◆ **Seitenauszug**:
------------------------------------------------------------

Ein Totengespräch zwischen Homer und Lukian (231 Aufrufe)
Γραικύλος schrieb am 22.08.2025 um 23:50 Uhr (Zitieren)
Homer: Nenne mir, Fremder, den Namen, den Papa dir einst gegeben.
Lukian: Ich fasse es nicht! Das ist doch ... wahrhaftig, Homer, den sie den Lehrer Griechenlands nennen! Gleich habe ich dich erkannt an deinem wallenden Haar, dem starken Bart und vor allem den blinden Augen. Gerne will ich mit dir sprechen, doch tu mir die Liebe, es nicht in Hexametern zu machen. Ein Lyriker war ich nie. Sprichst du nicht auch Prosa?
Homer: Versuchen will ich es. Obwohl ich nach 48.000 Versen schon so weit war, selbst beim Einkaufen in Hexametern zu sprechen. – Es freut mich, daß du mich erkannt hast, haben doch nicht wenige Menschen, Törichte!, behauptet, daß es mich gar nicht gegeben habe. Blind bin ich übrigens nicht, nur sehr stark kurzsichtig; da hat die Überlieferung, wie sie es meist tut, übertrieben. – Doch sag mir an, immer noch weiß ich deinen Namen nicht.
Lukian: Lukian ist mein Name, gebürtig aus der schönen Stadt Samosata in Asien. Gelebt habe ich Jahrhunderte nach deiner Zeit, auch wenn weder ich noch sonst jemand wissen, wann genau deine Zeit war. Schriftsteller war ich wie du, wenngleich in anderem Stil. Doch die Götter, die du erfunden – ich nehme an, du hast sie erfunden -, über die habe auch ich viel geschrieben. – Was mich aber über die Maßen erstaunt, mein Bester, ist der Umstand, daß ich dich hier als Schatten im finsteren Hades als treffe. Sicher war ich mir, daß Radamanthys, der Richter der Toten, wenn überhaupt einen Sterblichen, dich in die elysischen Gefilde versetzt hat.
Homer: Ach, sprich nicht davon! Mein Gerichtsverfahren war ein Desaster. Vorgeworfen wurde mir, ich hätte die Götter herabgesetzt, indem ich sie als Ehebrecher, Knabenschänder und Kriegslüsterne dargestellt hätte. So soll ich dem Glauben der Menschen an sie geschadet haben. Dabei wollte ich doch ...
Lukian: Das ist ja ein hübsches Zusammentreffen! Mich hat man in den Hades geschickt, weil ich die Götter lächerlich gemacht haben soll. Nicht wie böse, aber doch ganz so wie ziemlich alberne Menschen. Ich sehe es noch vor mir, wie Radamanthys mir mit flammenden Augen meine „Göttergespräche“ unter die Nase gehalten und ausgerufen hat, für mich sei der Hades noch zu schade.

------------------------------------------------------------

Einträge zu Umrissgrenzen

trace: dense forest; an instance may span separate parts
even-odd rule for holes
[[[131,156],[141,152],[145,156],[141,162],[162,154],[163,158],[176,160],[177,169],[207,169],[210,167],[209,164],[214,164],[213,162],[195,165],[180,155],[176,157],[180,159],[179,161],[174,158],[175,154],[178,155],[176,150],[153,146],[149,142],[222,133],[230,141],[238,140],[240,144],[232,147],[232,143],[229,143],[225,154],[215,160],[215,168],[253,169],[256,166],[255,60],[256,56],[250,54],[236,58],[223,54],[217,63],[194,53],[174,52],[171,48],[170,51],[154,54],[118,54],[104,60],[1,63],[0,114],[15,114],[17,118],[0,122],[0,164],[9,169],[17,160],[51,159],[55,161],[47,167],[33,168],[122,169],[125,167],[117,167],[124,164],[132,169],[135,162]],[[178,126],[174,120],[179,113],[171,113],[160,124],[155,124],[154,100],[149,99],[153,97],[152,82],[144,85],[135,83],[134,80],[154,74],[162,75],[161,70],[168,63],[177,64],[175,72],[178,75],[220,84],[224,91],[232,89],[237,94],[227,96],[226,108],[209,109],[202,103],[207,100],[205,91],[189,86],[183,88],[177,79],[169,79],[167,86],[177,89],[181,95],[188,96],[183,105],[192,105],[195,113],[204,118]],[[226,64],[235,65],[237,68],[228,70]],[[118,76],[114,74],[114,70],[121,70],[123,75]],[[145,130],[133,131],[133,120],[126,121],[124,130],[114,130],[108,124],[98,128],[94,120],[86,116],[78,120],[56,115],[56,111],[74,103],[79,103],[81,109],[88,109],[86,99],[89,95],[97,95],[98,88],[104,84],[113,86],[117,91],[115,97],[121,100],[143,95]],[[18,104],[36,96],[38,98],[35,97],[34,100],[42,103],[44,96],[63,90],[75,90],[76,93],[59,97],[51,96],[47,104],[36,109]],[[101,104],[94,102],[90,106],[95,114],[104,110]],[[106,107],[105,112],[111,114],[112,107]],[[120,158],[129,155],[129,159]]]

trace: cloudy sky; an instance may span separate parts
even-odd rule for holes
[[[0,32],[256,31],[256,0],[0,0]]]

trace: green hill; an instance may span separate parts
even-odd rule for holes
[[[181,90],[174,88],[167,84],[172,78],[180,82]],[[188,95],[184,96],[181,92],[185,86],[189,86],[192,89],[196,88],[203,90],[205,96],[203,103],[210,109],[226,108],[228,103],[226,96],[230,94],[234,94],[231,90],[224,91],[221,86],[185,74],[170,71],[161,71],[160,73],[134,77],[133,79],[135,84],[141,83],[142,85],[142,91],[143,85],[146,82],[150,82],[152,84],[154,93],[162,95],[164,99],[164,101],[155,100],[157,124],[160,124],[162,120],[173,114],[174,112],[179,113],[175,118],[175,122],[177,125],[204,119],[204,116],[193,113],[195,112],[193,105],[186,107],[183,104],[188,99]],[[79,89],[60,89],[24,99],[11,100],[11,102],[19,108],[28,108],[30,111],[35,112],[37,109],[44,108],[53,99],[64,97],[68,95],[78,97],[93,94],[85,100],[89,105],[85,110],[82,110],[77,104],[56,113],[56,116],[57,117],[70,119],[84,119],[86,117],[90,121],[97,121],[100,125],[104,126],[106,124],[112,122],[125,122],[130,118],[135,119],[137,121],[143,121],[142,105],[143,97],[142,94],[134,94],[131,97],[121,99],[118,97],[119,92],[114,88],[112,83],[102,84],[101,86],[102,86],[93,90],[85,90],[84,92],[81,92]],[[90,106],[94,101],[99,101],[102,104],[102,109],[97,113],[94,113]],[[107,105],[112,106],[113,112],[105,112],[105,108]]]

------------------------------------------------------------

◆ **Aufgabe 1**:
Bearbeite den Abschnitt des Totengesprächs, der bei "Γραικύλος schrieb am" beginnt und bei "nicht auch Prosa?" endet, und ersetze darin "Hexametern" durch "Versen".
◆ **Aufgabe 2**:
Schreibe jede Zeile ab, in der die Zeichenfolge "parts" vorkommt. Achte dabei auf Groß- und Kleinschreibung.
Das Totengespräch und die Zeilen stammen aus unterschiedlichen Quellen.

◆ **Vollständige Antwort 1**:
Γραικύλος schrieb am 22.08.2025 um 23:50 Uhr (Zitieren)
Homer: Nenne mir, Fremder, den Namen, den Papa dir einst gegeben.
Lukian: Ich fasse es nicht! Das ist doch ... wahrhaftig, Homer, den sie den Lehrer Griechenlands nennen! Gleich habe ich dich erkannt an deinem wallenden Haar, dem starken Bart und vor allem den blinden Augen. Gerne will ich mit dir sprechen, doch tu mir die Liebe, es nicht in Versen zu machen. Ein Lyriker war ich nie. Sprichst du nicht auch Prosa?

◆ **Vollständige Antwort 2**:
trace: dense forest; an instance may span separate parts
trace: cloudy sky; an instance may span separate parts
trace: green hill; an instance may span separate parts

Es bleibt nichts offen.